_Given task 1:_ Quote the constructivism text word for word, starting at "Constructivism was welcomed" and ending at "about ‘acquiring’ it.".
_Given task 2:_ Rewrite the entries from their very start through the line containing "List every instance of the **sky** here.", swapping "segmentation" for "outline" and changing nothing else. Return only those lines.

The ability to reflect is seen as a powerful tool by constructivists. Mezirow (117) states:

Reflection is involved in problem solving, problem posing and transformation of meaning schemes and perspectives. We may reflect on the content of a problem, the process of our problem solving or the premise upon which the problem is predicated. Content and process reflection can play a role in thoughtful action by allowing us to assess consciously what we know about taking the next step in a series of actions. Premise reflection involves a movement through cognitive structures guided by the identifying and judging of  resuppositions. Through content and process reflection we can change our meaning schemes: through premise reflection we can transform our meaning perspectives. Transformative learning pertains to both the transformation of meaning schemes through content and process reflection, and the transformation of meaning perspectives through premise reflection.

Constructivists believe in creating learning environments that offer learning opportunities that are meaningful to the learner, provide maximum learner control over the learning situation and encouraging the learner to be active in their construction of mental representations of phenomena in their world. Constructivist teachers value the understanding (often informal in the case of young children) what learners bring to the table and use it as a starting point for further learning. Constructivist do not really believe in ‘teaching’; rather that learning occurs in an environment which is creative, exciting, engaging and motivating for learners.  The function of the facilitator (teacher) is to create this environment, and to guide or support the learner in his or her path to understanding. This is done in a number of ways, including asking pertinent questions which steer the learner’s thinking so as to provide direction.  Bruner called this  support scaffolding, based on Vygotsky’s idea about the zone of proximal development, being the difference between what a person knows now, and can learn next.

Social constructivism (socio-constructivism) is based on constructivism, but places emphasis on the social aspects of learning. Vygotsky saw language as the prime conduit for learning, saying that our most valuable learning is gained by talking about things. Knowledge making can occur as we reflect on issues as individuals, but discourse – discussion, questions, argument, explanations – is the most powerful method of refining our understanding. Downes puts the idea neatly by saying (2008:24) “Although we learn what we learn from personal experience, we usually learn what we learn from other people.”

Learning environments reflect the change in our beliefs about how learning occurs. Today, desks are arranged to facilitate discussion and teachers provide opportunities for groups to discuss issues. Fernandez, (2008) provides us with a useful contrast between the learner as an individual and the learner as a member of a social group, reflecting on Brown’s comments that the idea of ‘I think, therefore I am’ should be replaced by ‘we participate, therefore we are.’

Constructivism was welcomed by educationists who were turned off by the assumptions of the behaviourist school, which tended to see learning simply as a matter of responses to stimuli. Lowerison et al. (2004:466) say that  “the objectivist position is that reality exists independently of the human mind and is not affected by an individual’s particular belief system. Physical laws are constant, and are based on an objective and reliable set of facts, theories and principles. Perceived changes in the nature of reality are simply the evolution of our knowledge about the “truth” driven by the discovery of some previously unknown, but pre-existing, phenomena.” The essence of the difference between these paradigms is the way they perceive the nature of truth, and the way one goes about ‘acquiring’ it.

_Provided data:_
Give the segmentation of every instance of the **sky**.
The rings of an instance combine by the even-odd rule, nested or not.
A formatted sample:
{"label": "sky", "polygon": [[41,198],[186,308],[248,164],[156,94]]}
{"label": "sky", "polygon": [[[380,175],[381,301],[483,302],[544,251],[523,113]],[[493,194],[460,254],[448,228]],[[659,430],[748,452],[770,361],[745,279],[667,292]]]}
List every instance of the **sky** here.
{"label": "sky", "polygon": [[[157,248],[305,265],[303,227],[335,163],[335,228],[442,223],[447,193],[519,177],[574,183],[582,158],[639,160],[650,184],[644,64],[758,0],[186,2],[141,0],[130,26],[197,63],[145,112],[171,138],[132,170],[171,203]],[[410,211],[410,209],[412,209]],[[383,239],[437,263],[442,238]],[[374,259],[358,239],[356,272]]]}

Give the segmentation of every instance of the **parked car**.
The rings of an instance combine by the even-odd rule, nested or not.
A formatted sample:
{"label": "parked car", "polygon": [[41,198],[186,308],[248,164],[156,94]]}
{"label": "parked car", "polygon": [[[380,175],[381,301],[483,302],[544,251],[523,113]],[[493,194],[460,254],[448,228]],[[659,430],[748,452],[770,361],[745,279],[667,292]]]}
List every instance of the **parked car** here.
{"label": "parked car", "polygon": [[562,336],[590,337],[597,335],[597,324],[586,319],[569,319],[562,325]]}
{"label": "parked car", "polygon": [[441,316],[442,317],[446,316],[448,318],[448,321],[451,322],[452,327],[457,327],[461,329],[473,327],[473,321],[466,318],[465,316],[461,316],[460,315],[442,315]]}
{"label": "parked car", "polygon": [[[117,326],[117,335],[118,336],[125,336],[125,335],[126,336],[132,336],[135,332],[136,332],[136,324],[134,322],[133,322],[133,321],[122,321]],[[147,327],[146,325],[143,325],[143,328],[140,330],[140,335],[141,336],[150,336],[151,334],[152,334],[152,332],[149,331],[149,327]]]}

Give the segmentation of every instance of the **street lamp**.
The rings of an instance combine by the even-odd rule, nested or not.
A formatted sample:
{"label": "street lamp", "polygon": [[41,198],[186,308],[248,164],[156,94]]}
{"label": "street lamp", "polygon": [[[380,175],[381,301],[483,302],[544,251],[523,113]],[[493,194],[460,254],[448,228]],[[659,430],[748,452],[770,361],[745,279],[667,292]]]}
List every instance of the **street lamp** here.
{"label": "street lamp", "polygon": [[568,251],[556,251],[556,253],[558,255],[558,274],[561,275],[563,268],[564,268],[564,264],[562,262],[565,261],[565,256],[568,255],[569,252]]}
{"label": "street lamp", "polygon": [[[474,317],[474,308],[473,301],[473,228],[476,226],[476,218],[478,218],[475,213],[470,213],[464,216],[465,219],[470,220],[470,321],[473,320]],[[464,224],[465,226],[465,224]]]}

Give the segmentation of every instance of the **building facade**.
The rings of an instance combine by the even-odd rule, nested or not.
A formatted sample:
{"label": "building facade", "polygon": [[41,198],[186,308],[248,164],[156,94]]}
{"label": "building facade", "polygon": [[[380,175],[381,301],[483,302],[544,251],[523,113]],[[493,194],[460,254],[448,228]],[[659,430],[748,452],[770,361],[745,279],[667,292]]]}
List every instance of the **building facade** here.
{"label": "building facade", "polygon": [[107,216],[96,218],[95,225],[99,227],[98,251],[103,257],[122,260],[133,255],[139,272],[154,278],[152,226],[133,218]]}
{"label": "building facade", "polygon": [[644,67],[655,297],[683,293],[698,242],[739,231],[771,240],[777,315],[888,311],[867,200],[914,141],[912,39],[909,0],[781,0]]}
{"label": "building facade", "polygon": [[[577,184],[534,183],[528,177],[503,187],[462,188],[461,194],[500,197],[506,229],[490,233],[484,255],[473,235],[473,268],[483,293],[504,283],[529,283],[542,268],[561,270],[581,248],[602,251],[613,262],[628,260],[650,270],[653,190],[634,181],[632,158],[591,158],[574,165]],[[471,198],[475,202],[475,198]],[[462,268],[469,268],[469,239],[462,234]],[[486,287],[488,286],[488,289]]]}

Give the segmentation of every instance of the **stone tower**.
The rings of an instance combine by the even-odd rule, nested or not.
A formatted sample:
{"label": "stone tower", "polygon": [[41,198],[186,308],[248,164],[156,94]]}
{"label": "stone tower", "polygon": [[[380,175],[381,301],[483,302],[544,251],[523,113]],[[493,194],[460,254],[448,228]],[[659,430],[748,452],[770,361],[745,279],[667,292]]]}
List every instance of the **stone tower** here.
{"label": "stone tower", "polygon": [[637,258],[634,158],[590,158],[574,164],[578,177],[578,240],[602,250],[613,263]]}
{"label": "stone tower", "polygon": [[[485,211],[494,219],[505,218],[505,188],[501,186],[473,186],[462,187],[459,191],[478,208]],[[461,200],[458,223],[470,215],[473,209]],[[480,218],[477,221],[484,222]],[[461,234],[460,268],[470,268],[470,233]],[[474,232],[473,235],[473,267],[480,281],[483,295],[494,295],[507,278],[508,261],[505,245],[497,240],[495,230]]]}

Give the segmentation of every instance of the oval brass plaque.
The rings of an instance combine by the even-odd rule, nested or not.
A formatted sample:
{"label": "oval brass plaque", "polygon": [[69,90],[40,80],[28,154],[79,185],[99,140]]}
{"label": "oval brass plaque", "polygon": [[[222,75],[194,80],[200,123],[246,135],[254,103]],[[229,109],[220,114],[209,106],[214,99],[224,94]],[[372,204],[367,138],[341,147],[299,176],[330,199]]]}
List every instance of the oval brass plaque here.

_Reply 1:_
Constructivism was welcomed by educationists who were turned off by the assumptions of the behaviourist school, which tended to see learning simply as a matter of responses to stimuli. Lowerison et al. (2004:466) say that  “the objectivist position is that reality exists independently of the human mind and is not affected by an individual’s particular belief system. Physical laws are constant, and are based on an objective and reliable set of facts, theories and principles. Perceived changes in the nature of reality are simply the evolution of our knowledge about the “truth” driven by the discovery of some previously unknown, but pre-existing, phenomena.” The essence of the difference between these paradigms is the way they perceive the nature of truth, and the way one goes about ‘acquiring’ it.

_Reply 2:_
Give the outline of every instance of the **sky**.
The rings of an instance combine by the even-odd rule, nested or not.
A formatted sample:
{"label": "sky", "polygon": [[41,198],[186,308],[248,164],[156,94]]}
{"label": "sky", "polygon": [[[380,175],[381,301],[483,302],[544,251],[523,113]],[[493,194],[460,254],[448,228]],[[659,430],[748,452],[770,361],[745,279],[667,292]]]}
List every instance of the **sky** here.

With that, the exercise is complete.